Sunday, June 28, 2015

Can Gay Couples Open Carry AR-15s in Washington, DC As A Result Of Obergefell?

The 5-4 Supreme Court decision in Obergefell v. Hodges was celebrated loudly as a victory for supporters of gay “marriage” Friday, and yet, the way the case was decided, using a new interpretation of the 14th Amendment’s due process clause, may have opened the floodgates for gun rights reform.

I argued Friday morning that the Obergefell decision validated concealed carry reciprocity nationwide.

By using the Constitution in such a manner, the Court argues that the Due Process Clause extends "certain personal choices central to individual dignity and autonomy" accepted in a majority of states across the state lines of a handful of states that still banned the practice.

The vast majority of states are "shall issue" on the matter of issuing concealed carry permits, and enjoy reciprocity with a large number of other states.

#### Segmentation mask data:
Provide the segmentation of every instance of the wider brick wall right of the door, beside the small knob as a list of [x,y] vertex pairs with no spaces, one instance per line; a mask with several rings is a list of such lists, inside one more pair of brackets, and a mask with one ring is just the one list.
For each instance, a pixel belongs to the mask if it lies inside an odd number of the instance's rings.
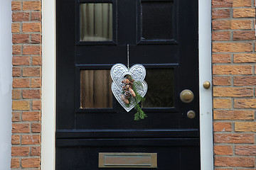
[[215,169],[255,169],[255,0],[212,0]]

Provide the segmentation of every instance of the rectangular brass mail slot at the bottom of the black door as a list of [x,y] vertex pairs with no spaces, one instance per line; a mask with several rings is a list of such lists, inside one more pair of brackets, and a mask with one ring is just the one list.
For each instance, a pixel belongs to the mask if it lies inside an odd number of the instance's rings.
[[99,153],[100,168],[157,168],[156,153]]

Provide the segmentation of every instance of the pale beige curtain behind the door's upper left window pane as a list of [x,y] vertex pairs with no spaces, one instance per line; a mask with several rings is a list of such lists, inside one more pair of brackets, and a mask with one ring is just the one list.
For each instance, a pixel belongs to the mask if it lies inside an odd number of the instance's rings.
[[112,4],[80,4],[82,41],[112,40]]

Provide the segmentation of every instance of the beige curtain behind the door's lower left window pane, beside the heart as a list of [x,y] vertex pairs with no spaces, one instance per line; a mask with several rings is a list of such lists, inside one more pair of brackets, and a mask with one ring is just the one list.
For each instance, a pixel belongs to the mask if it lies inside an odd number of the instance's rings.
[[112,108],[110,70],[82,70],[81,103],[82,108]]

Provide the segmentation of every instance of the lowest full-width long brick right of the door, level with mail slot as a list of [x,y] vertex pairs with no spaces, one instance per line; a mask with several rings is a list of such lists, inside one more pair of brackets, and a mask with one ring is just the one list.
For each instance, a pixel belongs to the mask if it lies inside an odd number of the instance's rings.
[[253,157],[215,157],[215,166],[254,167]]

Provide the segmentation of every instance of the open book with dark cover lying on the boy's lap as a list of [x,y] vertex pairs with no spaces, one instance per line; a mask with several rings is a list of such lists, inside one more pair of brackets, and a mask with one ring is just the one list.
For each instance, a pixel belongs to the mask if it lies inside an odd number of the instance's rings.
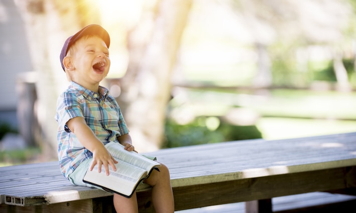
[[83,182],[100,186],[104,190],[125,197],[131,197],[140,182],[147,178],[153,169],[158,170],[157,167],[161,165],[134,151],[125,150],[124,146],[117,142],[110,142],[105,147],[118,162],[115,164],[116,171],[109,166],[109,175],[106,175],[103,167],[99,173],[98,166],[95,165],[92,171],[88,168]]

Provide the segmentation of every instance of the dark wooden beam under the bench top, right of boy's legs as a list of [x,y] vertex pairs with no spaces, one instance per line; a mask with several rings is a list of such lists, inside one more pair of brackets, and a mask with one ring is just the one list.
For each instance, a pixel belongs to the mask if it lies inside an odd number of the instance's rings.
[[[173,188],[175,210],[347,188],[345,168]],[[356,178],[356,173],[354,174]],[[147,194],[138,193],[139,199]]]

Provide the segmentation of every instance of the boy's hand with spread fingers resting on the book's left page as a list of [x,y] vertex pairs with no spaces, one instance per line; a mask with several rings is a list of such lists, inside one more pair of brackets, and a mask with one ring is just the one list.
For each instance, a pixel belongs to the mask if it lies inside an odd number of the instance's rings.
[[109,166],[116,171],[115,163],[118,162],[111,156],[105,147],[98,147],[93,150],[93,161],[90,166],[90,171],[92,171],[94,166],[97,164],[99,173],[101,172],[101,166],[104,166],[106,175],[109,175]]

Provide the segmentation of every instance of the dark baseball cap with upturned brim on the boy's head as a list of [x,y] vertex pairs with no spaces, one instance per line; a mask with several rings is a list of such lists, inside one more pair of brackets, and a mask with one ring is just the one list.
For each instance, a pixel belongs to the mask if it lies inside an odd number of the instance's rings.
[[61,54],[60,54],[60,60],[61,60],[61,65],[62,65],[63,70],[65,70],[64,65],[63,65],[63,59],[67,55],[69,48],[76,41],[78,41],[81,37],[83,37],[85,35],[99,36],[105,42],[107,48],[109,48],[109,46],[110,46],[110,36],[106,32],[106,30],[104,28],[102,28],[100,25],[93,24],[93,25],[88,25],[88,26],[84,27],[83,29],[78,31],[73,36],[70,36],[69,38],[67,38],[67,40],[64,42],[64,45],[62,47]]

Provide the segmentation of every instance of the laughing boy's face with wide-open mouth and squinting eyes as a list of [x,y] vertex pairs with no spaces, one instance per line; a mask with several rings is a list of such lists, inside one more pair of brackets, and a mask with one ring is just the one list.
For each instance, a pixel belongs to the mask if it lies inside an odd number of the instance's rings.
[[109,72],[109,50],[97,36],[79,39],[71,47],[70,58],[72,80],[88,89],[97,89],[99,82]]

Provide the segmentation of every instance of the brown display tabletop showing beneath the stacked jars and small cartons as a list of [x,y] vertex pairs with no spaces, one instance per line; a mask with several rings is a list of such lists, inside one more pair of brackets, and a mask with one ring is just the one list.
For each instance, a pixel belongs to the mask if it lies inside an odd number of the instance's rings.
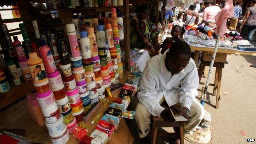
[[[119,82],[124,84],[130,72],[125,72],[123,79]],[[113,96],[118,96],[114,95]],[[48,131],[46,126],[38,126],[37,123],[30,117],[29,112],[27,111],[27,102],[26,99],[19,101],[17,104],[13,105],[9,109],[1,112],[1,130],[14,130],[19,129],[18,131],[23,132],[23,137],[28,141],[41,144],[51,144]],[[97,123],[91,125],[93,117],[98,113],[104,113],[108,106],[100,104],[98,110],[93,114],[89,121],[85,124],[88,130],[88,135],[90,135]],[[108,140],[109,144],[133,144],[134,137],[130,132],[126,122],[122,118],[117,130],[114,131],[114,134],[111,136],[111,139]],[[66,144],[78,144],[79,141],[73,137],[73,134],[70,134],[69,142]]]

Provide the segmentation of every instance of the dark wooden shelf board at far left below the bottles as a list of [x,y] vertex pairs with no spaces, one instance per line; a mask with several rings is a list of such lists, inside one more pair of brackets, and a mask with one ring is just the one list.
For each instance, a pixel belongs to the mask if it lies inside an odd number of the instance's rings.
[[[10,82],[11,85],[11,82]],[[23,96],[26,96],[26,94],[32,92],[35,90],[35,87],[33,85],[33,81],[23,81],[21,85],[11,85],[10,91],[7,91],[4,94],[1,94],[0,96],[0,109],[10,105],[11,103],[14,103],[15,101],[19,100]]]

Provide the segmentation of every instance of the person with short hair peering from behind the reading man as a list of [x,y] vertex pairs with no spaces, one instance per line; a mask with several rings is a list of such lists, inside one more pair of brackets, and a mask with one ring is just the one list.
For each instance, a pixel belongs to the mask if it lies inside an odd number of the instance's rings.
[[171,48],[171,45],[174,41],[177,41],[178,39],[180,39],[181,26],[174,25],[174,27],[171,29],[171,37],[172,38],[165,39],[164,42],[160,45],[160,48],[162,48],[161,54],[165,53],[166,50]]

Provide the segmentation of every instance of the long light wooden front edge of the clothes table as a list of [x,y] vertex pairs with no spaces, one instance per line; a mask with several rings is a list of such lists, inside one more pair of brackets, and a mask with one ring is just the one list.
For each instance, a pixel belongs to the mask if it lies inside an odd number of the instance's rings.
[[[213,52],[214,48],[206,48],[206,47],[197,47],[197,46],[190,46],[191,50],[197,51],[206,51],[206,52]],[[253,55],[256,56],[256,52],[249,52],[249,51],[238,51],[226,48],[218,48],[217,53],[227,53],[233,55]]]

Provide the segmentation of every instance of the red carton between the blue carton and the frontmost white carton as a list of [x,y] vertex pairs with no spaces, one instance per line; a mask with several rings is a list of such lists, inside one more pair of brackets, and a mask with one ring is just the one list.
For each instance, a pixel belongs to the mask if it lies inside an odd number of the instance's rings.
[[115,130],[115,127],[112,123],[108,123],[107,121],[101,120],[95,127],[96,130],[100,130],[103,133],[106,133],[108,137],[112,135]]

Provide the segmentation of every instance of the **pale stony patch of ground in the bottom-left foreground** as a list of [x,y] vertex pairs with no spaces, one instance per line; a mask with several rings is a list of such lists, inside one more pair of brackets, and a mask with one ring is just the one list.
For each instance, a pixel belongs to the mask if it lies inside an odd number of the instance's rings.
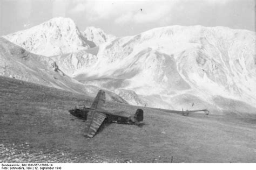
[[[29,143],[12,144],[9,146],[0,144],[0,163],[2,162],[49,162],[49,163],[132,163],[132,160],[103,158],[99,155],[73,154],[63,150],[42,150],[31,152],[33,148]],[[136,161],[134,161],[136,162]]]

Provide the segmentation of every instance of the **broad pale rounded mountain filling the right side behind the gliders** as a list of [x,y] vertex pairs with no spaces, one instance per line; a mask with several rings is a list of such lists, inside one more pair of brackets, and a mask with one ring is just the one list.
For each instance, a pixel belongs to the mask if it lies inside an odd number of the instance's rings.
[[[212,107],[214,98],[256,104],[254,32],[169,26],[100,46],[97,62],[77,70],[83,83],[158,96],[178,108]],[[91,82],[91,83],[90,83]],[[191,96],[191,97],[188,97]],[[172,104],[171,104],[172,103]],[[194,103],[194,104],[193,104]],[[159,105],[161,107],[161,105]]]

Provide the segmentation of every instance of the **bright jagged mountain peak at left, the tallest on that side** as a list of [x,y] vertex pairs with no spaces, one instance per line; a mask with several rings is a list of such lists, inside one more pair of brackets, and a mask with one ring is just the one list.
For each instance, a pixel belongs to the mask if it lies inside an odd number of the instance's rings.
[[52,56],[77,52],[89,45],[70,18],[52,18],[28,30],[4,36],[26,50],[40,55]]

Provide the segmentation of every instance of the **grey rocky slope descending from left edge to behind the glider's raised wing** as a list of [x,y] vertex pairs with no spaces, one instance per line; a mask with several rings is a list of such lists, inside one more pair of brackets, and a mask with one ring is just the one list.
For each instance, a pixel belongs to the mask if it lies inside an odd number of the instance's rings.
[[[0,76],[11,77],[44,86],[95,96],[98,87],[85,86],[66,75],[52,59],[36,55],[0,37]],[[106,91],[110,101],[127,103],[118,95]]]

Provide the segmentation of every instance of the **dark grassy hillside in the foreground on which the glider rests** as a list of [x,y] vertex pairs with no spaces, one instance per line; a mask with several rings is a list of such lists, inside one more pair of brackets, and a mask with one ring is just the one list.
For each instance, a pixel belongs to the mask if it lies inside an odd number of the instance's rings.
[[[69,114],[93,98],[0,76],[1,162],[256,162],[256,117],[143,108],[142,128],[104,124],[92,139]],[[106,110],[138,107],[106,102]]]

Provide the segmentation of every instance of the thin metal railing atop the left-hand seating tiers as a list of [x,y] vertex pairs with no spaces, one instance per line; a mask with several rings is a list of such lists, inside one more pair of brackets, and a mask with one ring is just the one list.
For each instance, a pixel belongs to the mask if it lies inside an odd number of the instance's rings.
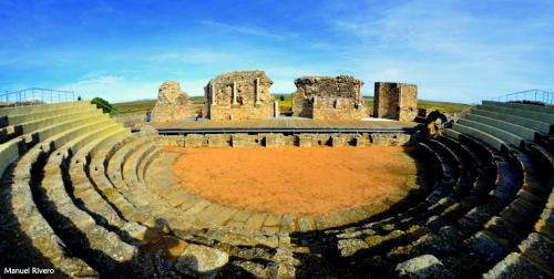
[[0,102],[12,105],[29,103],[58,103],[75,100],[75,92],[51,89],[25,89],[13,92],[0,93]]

#### What the exercise asks:
Please repeat word for word the part of the post on Obergefell and gun rights that opens with the words containing "Sunday, June 28, 2015" and closes with "carry reciprocity nationwide.". The listing isn't needed for this.

#### Result of the exercise:
Sunday, June 28, 2015

Can Gay Couples Open Carry AR-15s in Washington, DC As A Result Of Obergefell?

The 5-4 Supreme Court decision in Obergefell v. Hodges was celebrated loudly as a victory for supporters of gay “marriage” Friday, and yet, the way the case was decided, using a new interpretation of the 14th Amendment’s due process clause, may have opened the floodgates for gun rights reform.

I argued Friday morning that the Obergefell decision validated concealed carry reciprocity nationwide.